Isn’t it strange how, for absolutely no reason, you can take an instant dislike to someone? It’s totally illogical, but the cut of their clothes or the way they walk, or just the way they look back at you can colour your judgement about them and irritate you beyond reason. Then they do something that leaves you speechless and totally humbled.
As a department manager in one of the UK’s leading supermarkets, one of my key responsibilities was the control of waste, so every day considerable time was spent on marking down the price of short dated perishable stock. Some departments did this early in the day but mostly it was left to the late team, so after the 5pm hand-over meeting, we did a sweep of the store and marked down all the relevant items.
Of course the customers were aware of this and you’d see the same old faces waiting for you, hoping for a bargain – and who could blame them.

### JOB
Translate this sentence from the passage about marking down supermarket prices into Spanish: "Then they do something that leaves you speechless and totally humbled."

### DATA SECTION

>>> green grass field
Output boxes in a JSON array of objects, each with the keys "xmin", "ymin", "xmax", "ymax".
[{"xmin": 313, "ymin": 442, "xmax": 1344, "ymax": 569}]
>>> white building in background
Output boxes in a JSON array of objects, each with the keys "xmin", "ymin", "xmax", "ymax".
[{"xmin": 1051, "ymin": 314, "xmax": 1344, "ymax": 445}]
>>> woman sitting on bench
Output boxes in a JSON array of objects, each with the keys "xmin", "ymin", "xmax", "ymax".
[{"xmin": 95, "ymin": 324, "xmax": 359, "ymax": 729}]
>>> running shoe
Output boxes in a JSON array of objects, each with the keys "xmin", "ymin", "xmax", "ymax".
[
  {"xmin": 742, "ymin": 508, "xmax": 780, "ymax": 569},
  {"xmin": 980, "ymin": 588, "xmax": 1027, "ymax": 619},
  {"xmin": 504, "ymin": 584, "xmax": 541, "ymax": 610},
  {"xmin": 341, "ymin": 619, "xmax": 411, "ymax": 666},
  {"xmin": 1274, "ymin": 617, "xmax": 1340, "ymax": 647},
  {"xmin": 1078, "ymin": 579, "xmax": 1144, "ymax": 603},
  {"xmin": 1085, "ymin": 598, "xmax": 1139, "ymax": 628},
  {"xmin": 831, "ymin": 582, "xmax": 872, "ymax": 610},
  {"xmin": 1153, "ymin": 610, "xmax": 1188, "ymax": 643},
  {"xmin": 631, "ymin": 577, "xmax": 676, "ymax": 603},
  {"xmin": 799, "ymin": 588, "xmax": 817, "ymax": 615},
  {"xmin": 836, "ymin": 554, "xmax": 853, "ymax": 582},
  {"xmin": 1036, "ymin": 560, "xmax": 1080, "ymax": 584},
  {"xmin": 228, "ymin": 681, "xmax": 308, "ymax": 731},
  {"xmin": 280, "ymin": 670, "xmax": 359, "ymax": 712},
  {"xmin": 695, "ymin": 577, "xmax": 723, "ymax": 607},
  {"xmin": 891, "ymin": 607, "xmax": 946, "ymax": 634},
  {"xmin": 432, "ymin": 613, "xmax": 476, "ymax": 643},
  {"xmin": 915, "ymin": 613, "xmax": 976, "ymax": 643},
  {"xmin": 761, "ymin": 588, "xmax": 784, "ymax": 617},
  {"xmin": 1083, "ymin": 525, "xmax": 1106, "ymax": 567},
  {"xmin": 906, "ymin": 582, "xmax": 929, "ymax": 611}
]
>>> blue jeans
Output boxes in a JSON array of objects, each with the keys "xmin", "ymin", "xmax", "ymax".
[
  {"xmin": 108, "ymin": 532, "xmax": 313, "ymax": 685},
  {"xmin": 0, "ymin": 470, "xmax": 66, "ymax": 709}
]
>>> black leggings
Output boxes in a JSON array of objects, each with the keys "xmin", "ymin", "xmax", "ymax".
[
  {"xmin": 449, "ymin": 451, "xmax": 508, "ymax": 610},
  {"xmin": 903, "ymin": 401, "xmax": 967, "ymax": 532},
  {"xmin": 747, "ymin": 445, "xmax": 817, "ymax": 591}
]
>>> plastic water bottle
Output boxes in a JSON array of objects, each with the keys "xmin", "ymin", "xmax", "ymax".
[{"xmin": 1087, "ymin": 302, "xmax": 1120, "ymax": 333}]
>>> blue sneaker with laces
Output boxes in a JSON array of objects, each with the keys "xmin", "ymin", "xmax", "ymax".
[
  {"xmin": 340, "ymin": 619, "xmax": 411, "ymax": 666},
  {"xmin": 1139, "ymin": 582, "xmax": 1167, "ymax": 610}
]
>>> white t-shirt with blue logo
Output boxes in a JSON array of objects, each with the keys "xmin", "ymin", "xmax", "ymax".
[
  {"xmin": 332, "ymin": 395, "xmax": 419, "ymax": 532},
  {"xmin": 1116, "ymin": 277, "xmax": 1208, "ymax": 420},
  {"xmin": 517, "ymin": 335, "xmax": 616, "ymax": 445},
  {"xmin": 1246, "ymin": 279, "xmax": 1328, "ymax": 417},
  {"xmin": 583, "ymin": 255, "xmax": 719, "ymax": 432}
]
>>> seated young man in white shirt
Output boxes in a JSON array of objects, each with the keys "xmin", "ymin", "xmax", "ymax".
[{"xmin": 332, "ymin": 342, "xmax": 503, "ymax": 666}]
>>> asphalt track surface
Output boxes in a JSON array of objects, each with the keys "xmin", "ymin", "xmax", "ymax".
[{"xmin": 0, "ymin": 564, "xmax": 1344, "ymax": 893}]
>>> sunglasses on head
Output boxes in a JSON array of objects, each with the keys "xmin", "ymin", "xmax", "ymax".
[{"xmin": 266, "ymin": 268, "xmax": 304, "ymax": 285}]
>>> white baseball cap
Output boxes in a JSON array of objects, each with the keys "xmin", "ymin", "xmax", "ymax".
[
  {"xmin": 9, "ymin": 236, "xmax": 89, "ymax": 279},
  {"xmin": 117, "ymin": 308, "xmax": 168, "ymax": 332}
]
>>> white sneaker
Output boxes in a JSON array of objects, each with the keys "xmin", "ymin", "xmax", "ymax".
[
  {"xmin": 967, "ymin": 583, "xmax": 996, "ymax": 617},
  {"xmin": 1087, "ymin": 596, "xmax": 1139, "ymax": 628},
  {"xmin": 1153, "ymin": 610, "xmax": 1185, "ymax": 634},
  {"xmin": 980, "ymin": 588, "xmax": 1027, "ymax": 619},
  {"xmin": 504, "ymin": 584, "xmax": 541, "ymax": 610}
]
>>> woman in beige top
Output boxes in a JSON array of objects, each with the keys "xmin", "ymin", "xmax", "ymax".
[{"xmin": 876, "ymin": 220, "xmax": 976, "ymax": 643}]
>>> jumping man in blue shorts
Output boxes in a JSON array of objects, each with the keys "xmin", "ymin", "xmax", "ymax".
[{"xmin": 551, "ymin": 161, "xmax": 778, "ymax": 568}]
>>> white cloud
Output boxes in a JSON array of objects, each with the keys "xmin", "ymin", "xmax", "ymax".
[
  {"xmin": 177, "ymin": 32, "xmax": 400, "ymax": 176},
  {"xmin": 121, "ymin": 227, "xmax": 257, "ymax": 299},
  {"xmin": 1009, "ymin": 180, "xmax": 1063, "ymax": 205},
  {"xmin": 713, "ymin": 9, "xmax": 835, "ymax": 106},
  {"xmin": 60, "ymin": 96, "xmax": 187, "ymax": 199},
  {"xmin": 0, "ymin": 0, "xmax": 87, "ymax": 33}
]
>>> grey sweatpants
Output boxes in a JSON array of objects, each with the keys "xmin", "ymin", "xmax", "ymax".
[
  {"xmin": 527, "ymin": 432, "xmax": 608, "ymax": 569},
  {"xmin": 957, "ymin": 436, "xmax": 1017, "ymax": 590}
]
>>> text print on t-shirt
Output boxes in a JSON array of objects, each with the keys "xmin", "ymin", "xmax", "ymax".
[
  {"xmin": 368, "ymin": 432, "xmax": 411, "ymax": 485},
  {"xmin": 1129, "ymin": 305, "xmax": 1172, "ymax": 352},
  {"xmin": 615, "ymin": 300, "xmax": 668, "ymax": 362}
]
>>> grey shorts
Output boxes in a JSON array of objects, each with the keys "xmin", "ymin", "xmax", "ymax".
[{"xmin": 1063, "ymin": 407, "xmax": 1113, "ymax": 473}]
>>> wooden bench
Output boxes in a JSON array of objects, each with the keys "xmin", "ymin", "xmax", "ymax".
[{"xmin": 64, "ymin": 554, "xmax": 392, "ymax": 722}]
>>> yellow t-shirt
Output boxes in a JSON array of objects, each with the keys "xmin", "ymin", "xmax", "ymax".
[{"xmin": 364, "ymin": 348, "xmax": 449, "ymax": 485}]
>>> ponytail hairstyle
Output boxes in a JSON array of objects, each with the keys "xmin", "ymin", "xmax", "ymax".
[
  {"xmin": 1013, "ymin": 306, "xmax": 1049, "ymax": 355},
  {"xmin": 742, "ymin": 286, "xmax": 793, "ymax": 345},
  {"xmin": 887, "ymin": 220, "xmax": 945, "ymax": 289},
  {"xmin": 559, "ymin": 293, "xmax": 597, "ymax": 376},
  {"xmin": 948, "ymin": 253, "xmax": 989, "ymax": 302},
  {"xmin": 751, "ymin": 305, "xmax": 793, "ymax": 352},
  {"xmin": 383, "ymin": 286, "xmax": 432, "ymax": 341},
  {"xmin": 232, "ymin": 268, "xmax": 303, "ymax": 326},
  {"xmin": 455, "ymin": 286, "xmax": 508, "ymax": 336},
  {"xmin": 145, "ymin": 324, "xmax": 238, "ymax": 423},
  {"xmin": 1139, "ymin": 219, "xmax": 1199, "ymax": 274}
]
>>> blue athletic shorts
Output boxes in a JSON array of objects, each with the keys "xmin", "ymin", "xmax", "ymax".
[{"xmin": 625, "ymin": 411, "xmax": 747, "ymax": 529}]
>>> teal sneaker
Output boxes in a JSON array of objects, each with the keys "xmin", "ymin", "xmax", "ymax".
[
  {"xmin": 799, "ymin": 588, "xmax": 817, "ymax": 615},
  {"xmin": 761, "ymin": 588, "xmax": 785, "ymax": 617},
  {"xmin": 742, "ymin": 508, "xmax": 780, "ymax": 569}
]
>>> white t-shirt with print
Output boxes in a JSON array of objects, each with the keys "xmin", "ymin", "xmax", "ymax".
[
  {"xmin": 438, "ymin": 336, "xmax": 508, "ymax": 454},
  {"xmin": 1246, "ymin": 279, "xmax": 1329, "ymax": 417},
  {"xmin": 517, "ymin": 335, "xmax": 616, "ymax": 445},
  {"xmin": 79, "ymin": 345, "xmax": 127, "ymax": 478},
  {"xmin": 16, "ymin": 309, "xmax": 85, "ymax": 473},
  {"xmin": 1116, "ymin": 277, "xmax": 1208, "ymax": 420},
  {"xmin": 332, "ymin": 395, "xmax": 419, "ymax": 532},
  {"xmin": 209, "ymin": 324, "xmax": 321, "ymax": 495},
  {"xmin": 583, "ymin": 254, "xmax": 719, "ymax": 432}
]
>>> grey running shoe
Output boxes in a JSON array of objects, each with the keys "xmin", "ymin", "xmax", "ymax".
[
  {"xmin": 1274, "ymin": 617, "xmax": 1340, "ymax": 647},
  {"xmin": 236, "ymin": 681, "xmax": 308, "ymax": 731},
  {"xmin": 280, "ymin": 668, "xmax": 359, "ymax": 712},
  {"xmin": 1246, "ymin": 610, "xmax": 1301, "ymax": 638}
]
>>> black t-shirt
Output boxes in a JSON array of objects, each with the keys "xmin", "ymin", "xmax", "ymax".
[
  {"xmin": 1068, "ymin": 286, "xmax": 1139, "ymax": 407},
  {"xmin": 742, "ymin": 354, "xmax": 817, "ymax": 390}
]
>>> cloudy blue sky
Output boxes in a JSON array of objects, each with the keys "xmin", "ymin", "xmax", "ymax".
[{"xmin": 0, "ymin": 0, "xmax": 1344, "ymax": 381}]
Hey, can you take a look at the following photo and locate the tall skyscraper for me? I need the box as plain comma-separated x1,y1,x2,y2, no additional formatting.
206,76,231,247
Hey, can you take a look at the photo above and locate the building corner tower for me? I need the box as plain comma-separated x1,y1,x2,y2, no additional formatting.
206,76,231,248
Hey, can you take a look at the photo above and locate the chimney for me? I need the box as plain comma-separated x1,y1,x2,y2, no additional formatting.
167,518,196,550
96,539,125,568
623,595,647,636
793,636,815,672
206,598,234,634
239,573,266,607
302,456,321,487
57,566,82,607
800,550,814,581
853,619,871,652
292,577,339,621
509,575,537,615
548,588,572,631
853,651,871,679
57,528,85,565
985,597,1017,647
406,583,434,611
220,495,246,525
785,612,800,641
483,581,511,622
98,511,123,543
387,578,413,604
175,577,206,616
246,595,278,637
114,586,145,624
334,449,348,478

### SOLUTION TO THIS PROBLEM
Entonces hacen algo que te deja sin palabras y te da toda una lección de humildad.